++++ The records ++++

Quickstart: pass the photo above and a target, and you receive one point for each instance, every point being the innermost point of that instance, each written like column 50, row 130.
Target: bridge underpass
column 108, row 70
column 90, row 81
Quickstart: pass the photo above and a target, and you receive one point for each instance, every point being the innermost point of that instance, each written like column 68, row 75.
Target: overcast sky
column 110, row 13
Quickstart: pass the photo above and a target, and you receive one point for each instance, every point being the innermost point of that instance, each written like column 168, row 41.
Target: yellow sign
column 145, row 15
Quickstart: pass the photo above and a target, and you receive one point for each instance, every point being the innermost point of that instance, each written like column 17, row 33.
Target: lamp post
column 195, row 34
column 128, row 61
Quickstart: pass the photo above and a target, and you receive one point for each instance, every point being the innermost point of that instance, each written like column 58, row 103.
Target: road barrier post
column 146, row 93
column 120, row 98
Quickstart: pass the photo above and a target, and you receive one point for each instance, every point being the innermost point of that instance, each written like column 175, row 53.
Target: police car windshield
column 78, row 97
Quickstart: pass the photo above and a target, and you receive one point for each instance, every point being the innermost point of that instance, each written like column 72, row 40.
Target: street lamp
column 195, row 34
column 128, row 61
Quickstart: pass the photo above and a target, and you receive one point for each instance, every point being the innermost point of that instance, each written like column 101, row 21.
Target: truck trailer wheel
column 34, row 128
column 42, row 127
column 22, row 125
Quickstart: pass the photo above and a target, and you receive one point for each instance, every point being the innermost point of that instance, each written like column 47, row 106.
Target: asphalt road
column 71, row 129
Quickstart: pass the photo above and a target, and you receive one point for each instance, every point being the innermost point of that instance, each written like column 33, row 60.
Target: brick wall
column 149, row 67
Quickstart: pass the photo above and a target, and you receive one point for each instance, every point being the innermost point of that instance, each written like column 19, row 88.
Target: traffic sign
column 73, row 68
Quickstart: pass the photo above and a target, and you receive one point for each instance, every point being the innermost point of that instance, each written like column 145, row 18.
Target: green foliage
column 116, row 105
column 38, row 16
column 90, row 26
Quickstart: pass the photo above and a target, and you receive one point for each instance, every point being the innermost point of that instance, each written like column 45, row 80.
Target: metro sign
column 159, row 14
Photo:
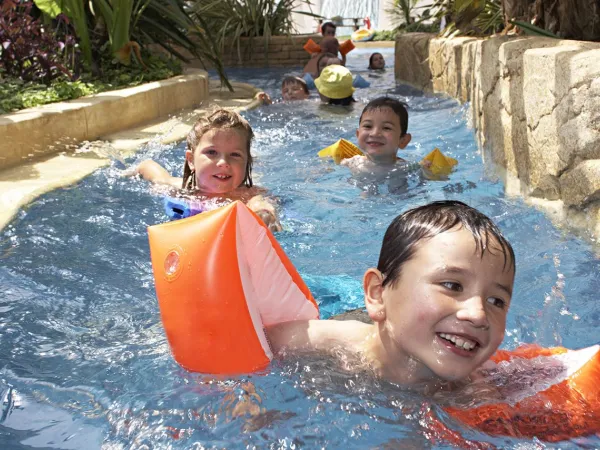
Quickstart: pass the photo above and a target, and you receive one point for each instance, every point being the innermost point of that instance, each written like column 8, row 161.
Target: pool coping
column 22, row 184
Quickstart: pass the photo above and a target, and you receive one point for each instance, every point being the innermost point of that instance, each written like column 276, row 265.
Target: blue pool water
column 84, row 362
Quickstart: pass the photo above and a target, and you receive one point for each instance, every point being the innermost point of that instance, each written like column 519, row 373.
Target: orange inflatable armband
column 568, row 408
column 312, row 47
column 342, row 149
column 346, row 47
column 220, row 277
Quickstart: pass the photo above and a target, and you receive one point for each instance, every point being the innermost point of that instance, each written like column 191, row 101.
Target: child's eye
column 457, row 287
column 497, row 302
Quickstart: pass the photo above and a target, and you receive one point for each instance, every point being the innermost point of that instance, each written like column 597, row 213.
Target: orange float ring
column 218, row 276
column 221, row 277
column 568, row 408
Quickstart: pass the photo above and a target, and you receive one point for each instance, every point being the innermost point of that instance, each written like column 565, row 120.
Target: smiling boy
column 438, row 300
column 381, row 132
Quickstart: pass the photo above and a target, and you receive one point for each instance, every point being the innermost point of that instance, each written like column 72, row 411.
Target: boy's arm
column 155, row 173
column 311, row 335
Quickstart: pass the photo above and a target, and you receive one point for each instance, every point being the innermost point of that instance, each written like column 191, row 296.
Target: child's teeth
column 459, row 342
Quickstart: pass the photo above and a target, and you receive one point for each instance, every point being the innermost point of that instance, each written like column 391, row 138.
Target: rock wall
column 535, row 105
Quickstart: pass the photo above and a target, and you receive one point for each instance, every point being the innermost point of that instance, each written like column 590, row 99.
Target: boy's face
column 447, row 311
column 293, row 91
column 378, row 134
column 377, row 62
column 220, row 161
column 329, row 31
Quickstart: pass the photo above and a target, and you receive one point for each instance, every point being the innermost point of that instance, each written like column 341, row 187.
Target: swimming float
column 362, row 35
column 567, row 406
column 341, row 149
column 312, row 47
column 438, row 164
column 220, row 278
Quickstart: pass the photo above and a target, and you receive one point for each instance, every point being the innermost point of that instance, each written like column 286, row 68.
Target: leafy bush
column 16, row 94
column 230, row 20
column 28, row 50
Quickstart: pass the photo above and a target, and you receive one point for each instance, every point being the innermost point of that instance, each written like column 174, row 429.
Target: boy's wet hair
column 328, row 25
column 409, row 229
column 371, row 59
column 399, row 108
column 295, row 80
column 347, row 101
column 218, row 119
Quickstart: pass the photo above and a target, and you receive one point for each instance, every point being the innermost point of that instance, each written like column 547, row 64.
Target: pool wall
column 535, row 105
column 48, row 129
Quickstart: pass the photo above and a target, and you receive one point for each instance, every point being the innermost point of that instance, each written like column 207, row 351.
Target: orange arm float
column 219, row 277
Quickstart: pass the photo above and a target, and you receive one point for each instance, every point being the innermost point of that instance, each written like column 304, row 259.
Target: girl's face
column 446, row 314
column 377, row 61
column 220, row 161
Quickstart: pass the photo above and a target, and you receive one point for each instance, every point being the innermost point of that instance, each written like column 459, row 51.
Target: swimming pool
column 84, row 362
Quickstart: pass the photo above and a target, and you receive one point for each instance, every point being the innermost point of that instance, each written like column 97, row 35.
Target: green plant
column 29, row 51
column 230, row 20
column 124, row 25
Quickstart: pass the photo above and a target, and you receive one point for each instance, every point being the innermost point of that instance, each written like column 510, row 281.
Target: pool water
column 84, row 362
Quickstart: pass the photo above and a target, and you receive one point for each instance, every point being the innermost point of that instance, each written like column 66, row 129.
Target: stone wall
column 282, row 51
column 38, row 132
column 535, row 105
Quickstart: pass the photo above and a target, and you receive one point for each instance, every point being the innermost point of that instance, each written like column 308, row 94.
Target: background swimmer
column 382, row 130
column 218, row 164
column 438, row 300
column 294, row 88
column 376, row 61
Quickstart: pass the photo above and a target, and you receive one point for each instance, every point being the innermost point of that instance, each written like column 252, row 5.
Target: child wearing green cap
column 335, row 85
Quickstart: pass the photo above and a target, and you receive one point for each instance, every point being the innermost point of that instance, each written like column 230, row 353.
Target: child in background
column 376, row 61
column 335, row 86
column 381, row 132
column 294, row 88
column 328, row 29
column 218, row 165
column 438, row 300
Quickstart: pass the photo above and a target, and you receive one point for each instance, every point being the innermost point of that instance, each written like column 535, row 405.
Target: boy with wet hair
column 294, row 88
column 328, row 29
column 438, row 301
column 382, row 130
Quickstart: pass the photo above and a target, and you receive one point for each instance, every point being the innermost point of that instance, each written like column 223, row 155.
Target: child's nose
column 473, row 310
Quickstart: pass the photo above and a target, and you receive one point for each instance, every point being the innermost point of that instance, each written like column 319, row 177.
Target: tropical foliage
column 230, row 20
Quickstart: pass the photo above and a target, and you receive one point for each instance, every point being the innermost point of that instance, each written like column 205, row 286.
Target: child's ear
column 373, row 287
column 404, row 140
column 189, row 157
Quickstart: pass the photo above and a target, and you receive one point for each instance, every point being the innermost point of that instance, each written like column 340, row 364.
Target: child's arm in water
column 265, row 209
column 317, row 336
column 155, row 173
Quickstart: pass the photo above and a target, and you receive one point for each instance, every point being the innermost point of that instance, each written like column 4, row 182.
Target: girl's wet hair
column 406, row 231
column 399, row 108
column 371, row 59
column 295, row 80
column 218, row 119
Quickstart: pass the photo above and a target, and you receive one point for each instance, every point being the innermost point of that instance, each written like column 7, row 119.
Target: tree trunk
column 570, row 19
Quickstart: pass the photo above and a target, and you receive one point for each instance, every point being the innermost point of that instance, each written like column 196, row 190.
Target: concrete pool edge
column 22, row 184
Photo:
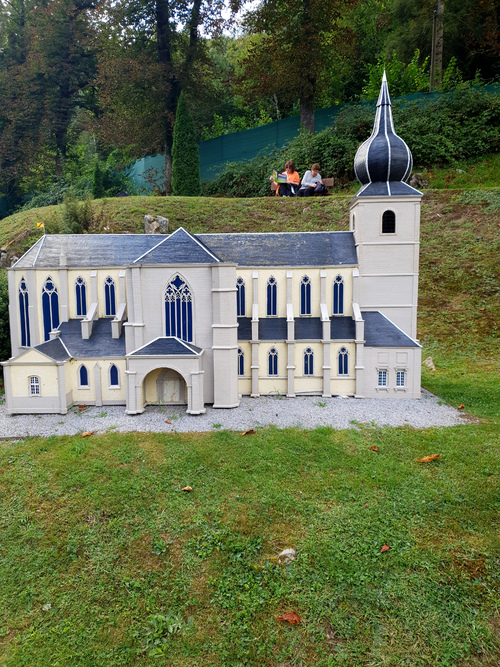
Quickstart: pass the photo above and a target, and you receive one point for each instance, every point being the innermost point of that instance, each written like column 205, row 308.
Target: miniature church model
column 203, row 319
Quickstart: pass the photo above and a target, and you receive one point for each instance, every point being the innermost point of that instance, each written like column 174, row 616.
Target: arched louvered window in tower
column 81, row 296
column 273, row 361
column 272, row 296
column 305, row 296
column 179, row 310
column 338, row 296
column 24, row 314
column 388, row 222
column 83, row 376
column 240, row 297
column 114, row 380
column 308, row 361
column 50, row 307
column 343, row 361
column 109, row 296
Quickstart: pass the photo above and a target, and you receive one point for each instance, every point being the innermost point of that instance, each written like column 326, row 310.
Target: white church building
column 132, row 320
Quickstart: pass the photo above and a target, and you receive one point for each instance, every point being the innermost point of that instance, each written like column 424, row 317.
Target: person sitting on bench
column 312, row 183
column 290, row 188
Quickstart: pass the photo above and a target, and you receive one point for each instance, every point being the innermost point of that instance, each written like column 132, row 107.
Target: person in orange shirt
column 290, row 188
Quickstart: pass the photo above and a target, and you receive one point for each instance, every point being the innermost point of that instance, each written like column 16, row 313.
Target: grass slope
column 105, row 561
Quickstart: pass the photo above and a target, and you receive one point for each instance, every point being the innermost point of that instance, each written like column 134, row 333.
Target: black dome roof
column 384, row 157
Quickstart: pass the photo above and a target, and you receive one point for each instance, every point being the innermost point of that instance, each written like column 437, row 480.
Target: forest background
column 88, row 86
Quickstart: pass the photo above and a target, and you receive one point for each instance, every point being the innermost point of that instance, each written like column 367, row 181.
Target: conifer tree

++++

* Aim of the exercise *
Reproduce the part of the listing above that begins with the line containing "19, row 88." and ends with the line containing "column 73, row 68", keeping both of those lines and every character unchanged.

* Finished task *
Quickstart: pass the photo above and a target, and you receive one point for each instance, every point being the innermost point of that instance, each written like column 19, row 88.
Target: traffic sign
column 73, row 68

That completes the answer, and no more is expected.